La vita e altri giochi di squadra
Prefazione
C’è chi dice che il giornalismo è finito. Più che altro stanno finendo i giornalisti, almeno quelli di un certo tipo. Più precisamente sta perdendosi (si è persa) la dimensione epica ed etica del mestiere, l’età romantica del genere, che ha avuto cantori di rara forza e bellezza, gente che ha sovrapposto la propria vita al lavoro che si era scelto (o dal quale era stata scelta, come in una chiamata divina) dal primo giorno all’ultimo, senza festivi.
Candido Cannavó appartiene a questa cavalleria e ne è uno dei campioni, una di quelle firme che ti entrano dentro il cuore e ne prendono in affitto perpetuo un pezzettino. Il passepartout di quelli come Candido è il desiderio, un desiderio potente di fare proprio quella cosa lì, conquistarsi il lettore giorno dopo giorno, per sempre: parlandogli, servendolo, considerandolo interlocutore e padrone. È, piatta piatta, la lezione dei Montanelli, dei Biagi, delle Fallaci, dei Terzani. È l’esercizio non di un potere ma di una missione: informare (quale che sia il campo d’azione), possibilmente senza annoiare, ostinandosi di essere chiari, tenendo la schiena dritta e la mano ferma. Capire i fatti per farli capire, e allenarsi, migliorarsi, tormentarsi, perché il bello del giornalismo è che non si finisce mai di impararlo, fino all’ultimo giorno, all’ultimo attacco, all’ultima chiusa.
Questo Candido lo sapeva meglio di ogni altro. E non è un modo di dire. Veniva nella mia stanza con il suo pezzo stampato in mano, si sedeva e stava lì ad aspettare che lo leggessi, gli proponessi delle correzioni, disponibile anche all’ipotesi che magari lo bocciassi. Ed è molto buffo se ci pensate: lui, un monumento, pronto a rimettersi al giudizio di un collega come mille altri. Ma fa parte del gioco, e lui l’ha giocato fino in fondo.
Sono stato l’ultimo direttore di Cannavó, e lui è stato nello stesso tempo il mio ultimo direttore. Perché Candido «era» il direttore della «Gazzetta dello Sport» e tutti noi che ci siamo seduti su quel trono dopo di lui sapevamo che il posto occupato era in qualche modo abusivo. Per la gente, per gli sportivi, per gli atleti, e soprattutto per i lettori, il direttore (giustamente) restava Candido.
********************
## Compito
Rispondi in breve a queste domande sulla prefazione.
1. Di quale giornale Candido Cannavó «era» il direttore?
2. Qual è il passepartout di quelli come Candido?
3. Di quali giornalisti viene citata la lezione?
********************
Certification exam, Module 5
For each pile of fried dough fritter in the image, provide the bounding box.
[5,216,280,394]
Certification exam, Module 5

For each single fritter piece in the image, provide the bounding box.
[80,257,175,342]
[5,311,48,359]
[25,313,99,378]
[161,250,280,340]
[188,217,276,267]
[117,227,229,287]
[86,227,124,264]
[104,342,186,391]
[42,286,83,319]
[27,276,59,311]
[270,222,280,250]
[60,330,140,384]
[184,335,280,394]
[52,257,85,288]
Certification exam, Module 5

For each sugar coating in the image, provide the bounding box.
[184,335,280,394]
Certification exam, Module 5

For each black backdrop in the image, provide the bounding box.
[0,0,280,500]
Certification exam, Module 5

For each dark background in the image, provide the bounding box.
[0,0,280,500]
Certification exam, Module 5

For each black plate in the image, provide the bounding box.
********************
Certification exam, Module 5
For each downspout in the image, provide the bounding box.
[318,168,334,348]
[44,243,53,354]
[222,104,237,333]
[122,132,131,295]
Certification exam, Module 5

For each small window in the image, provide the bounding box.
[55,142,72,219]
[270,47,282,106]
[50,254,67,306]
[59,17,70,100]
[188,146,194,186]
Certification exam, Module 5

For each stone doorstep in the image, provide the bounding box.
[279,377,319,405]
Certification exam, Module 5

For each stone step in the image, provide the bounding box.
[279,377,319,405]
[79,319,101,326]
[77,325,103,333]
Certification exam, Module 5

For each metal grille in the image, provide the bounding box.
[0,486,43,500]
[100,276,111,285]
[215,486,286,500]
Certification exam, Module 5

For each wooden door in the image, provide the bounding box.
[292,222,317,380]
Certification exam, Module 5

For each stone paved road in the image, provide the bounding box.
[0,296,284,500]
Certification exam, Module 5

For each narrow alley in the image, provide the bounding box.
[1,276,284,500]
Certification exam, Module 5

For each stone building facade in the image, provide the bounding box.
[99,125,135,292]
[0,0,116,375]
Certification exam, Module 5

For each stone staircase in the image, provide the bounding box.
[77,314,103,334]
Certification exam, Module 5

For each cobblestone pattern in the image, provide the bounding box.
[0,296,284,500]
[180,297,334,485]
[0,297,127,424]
********************
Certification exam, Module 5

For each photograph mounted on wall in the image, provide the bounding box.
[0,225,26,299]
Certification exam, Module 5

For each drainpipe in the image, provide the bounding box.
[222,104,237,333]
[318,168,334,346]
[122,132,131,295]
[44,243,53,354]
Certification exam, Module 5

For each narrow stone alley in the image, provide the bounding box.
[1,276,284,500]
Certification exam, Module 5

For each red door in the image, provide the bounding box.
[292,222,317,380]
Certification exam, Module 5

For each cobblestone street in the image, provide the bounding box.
********************
## Risultato
1. La «Gazzetta dello Sport».
2. Il desiderio, un desiderio potente di fare proprio quella cosa lì.
3. Montanelli, Biagi, Fallaci e Terzani.